Aufgabenstellung:
- A) Prüfe bitte, ob die folgenden Aussagen mit dem Text über das Gasthaus in Speicher übereinstimmen, und belege jede Antwort mit Ja oder Nein sowie den entscheidenden Worten aus dem Text, wörtlich zitiert. (i) Die Familie Oertle war ab 1852 fast hundert Jahre lang für das Gasthaus verantwortlich. (ii) Kurt und Elsbeth Egli-Hauri wurden im Juli 1947 Eigentümer des Gasthauses. (iii) Die einstige Remise wurde für Tagungen und Seminare ausgestattet.
- B) Führe den Text über das Gasthaus in Speicher im Anschluss an seinen letzten Satz weiter.

Ausgangstext:
....

Nachdem die Familie Oertle ab 1852 für fast hundert Jahre für das Gedeihen des stattlichen Gasthauses die Verantwortung trägt, folgen ab der Mitte des 20. Jahrhunderts bewegtere Jahre. Im Juli 1947 hat das Grundbuchamt Speicher eine Handänderung einzutragen, die von einer ganzen Reihe von weiteren gefolgt wird. In mal kürzeren, mal längeren zeitlichen Abständen wechselt die Besitzerschaft. Im Dezember 1993 treten mit Kurt und Elsbeth Egli-Hauri die letzten Eigentümer auf den Plan, bevor das Gasthaus schliesslich auf den 1. April 2014 an die Hotel Krone Speicher AG verkauft und damit eine vollends neue Ära eingeläutet wird. Das gilt nicht nur für das ‹Kronen›-Hauptgebäude. Auch die einstige Remise hinter dem Haus erfährt eine neue Ausrichtung, indem sie mit der nötigen Infrastruktur für Tagungen und Seminare ausgestattet wird.

....

Gesammeltes Material:
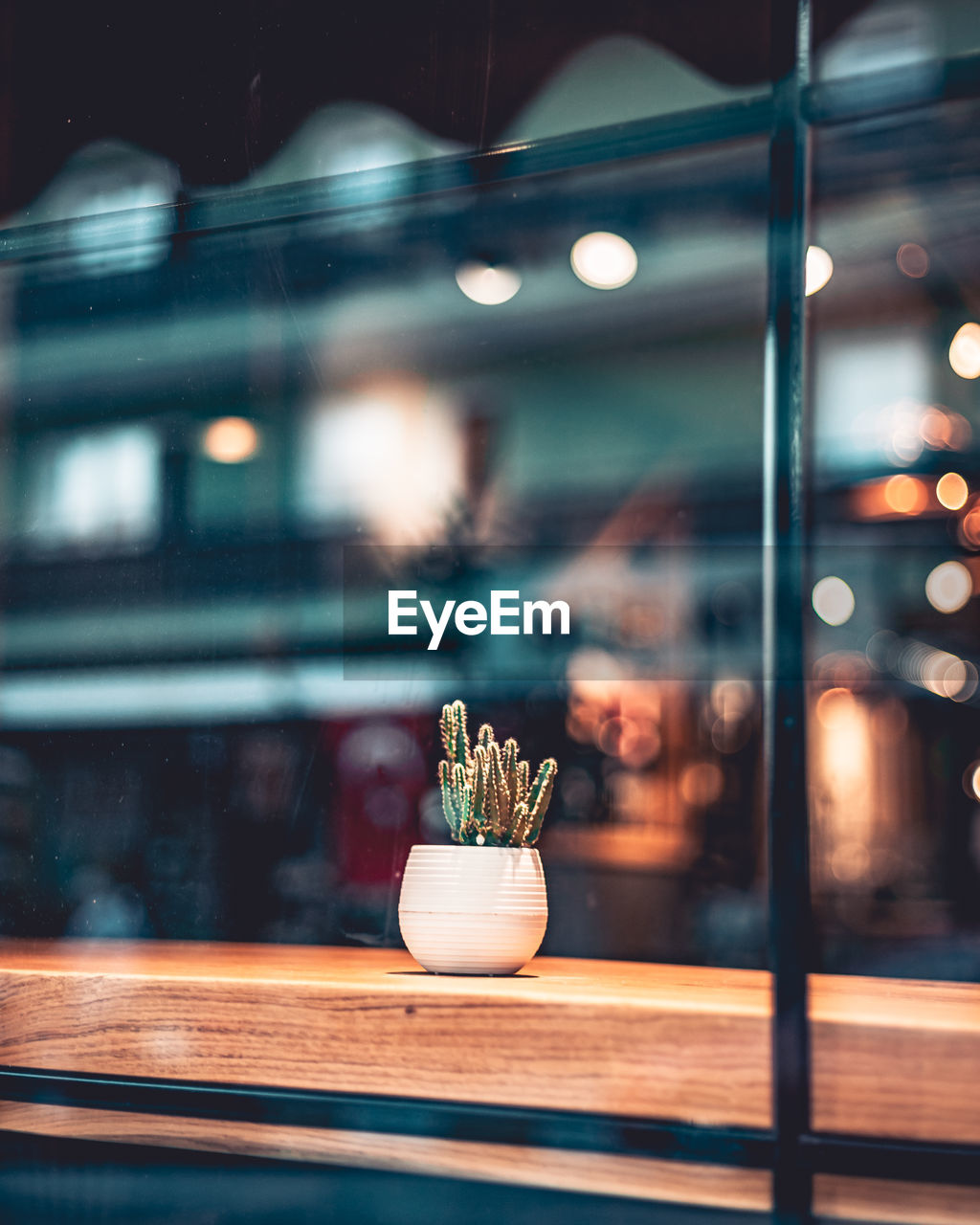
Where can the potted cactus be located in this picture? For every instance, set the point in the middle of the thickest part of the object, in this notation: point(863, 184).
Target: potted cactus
point(479, 906)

....

Lösungen:
- A)
(i) Ja: „Nachdem die Familie Oertle ab 1852 für fast hundert Jahre für das Gedeihen des stattlichen Gasthauses die Verantwortung trägt“
(ii) Nein: „Im Dezember 1993 treten mit Kurt und Elsbeth Egli-Hauri die letzten Eigentümer auf den Plan“
(iii) Ja: „indem sie mit der nötigen Infrastruktur für Tagungen und Seminare ausgestattet wird“

- B)
 

«Alles Leben strömt aus dir»

Mit dem kompositorischen Part des Landsgemeindeliedes «Ode an Gott» hat sich Johann Heinrich Tobler seinen festen Platz im Bewusstsein der Ausserrhoder Öffentlichkeit gesichert. Mit einem Denkmal auf Vögelinsegg erwies ihm diese denn auch die Reverenz. Der 1803 zum Landschreiber gewählte Tobler sass ein Jahr lang auch in der Ausserrhoder Regierung. Er war Gründer der Sonnengesellschaft in Speicher und hatte massgeblichen Anteil am Entstehen der heutigen evangelischen Kirche.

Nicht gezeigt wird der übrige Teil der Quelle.